> [Provided entries]:
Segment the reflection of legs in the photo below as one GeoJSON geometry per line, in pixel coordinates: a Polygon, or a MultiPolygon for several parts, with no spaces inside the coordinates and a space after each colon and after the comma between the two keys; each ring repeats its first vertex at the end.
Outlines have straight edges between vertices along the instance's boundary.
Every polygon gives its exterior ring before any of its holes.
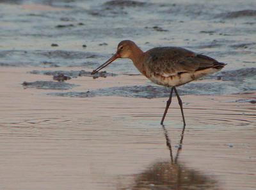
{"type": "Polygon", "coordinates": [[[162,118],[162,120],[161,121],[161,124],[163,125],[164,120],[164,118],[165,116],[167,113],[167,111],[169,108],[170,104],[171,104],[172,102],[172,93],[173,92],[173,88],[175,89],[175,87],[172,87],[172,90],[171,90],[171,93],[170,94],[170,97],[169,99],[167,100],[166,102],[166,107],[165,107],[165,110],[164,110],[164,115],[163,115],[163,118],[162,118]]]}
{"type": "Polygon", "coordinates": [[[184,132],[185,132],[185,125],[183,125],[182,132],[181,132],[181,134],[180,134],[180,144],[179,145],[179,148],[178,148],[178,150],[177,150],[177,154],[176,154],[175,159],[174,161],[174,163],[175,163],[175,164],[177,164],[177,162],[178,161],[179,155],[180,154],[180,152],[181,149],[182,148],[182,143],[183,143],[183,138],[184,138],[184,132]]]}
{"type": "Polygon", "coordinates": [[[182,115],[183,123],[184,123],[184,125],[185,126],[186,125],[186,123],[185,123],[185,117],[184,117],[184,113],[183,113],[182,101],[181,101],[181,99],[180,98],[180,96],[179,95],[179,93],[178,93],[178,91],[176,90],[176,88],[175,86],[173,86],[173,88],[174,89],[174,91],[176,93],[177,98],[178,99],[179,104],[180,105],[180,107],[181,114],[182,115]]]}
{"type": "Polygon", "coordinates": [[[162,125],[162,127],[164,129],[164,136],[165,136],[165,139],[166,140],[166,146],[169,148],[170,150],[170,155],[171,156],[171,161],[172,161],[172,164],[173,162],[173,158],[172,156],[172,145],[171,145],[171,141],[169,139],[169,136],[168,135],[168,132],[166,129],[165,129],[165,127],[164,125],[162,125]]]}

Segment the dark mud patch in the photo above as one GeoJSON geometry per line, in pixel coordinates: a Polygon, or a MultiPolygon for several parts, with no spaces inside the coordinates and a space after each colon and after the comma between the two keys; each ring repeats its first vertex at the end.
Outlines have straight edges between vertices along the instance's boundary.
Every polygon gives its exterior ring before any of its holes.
==
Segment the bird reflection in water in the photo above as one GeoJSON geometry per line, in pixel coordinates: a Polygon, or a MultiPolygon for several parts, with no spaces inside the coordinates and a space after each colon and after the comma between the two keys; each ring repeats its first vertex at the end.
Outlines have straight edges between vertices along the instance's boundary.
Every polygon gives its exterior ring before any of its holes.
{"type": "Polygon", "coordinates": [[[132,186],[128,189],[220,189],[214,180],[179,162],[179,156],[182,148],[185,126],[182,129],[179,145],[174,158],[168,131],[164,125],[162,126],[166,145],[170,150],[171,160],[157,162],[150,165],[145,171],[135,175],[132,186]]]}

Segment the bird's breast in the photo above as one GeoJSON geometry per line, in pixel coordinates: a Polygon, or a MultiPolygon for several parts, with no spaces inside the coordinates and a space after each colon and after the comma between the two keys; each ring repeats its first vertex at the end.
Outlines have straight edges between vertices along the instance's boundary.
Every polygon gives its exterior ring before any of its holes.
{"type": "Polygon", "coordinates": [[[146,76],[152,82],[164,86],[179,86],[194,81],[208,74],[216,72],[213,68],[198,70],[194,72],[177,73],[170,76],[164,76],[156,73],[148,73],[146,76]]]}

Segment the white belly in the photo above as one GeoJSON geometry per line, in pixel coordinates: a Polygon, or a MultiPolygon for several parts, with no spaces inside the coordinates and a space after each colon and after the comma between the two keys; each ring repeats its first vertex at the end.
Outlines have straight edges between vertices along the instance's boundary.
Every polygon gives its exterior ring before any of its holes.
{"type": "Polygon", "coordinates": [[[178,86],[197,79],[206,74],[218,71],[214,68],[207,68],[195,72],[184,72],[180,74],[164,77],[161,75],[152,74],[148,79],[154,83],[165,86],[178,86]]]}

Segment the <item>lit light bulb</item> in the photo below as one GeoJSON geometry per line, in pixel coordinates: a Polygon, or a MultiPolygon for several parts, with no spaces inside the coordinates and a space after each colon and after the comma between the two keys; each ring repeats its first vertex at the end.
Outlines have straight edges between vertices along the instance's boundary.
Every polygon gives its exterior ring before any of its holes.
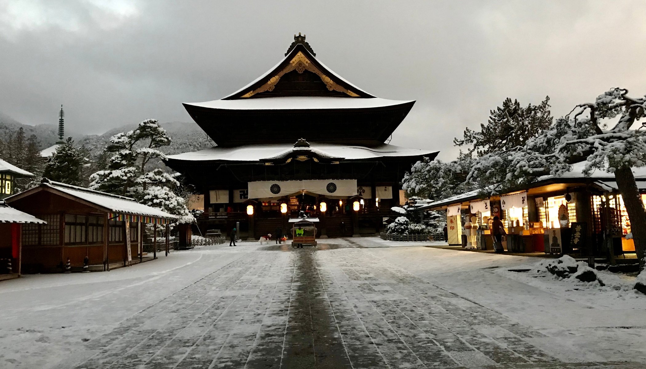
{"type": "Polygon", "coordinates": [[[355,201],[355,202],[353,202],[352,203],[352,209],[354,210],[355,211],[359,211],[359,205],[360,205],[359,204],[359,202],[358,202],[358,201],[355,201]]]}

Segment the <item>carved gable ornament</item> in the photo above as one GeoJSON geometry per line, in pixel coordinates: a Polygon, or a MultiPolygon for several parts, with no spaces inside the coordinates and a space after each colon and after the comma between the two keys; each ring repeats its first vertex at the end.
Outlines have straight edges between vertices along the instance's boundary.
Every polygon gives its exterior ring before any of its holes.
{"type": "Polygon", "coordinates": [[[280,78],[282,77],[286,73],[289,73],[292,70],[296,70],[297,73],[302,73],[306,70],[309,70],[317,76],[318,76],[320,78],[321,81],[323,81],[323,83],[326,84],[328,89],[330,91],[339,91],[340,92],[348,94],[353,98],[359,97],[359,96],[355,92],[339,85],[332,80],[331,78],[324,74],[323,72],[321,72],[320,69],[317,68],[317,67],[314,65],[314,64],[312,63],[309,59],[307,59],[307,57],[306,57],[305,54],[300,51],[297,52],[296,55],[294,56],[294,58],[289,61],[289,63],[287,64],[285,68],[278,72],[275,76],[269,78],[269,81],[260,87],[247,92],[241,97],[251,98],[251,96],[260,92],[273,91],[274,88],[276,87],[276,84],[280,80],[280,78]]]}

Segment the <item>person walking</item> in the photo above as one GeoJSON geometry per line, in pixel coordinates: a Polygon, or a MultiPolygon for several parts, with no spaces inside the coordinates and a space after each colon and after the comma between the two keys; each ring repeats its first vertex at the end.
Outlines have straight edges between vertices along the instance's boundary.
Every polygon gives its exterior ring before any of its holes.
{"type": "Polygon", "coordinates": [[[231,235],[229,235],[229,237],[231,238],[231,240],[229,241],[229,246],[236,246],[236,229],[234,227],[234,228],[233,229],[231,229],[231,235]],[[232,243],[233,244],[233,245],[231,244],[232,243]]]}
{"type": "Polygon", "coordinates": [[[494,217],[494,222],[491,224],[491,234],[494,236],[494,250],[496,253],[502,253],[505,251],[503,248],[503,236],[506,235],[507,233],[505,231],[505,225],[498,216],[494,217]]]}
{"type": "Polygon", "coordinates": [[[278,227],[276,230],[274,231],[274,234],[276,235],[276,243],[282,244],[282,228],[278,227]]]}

> [To be done]: State how many lines of the records contain the string "reflection". Reply with the number alone.

> [Solution]: 2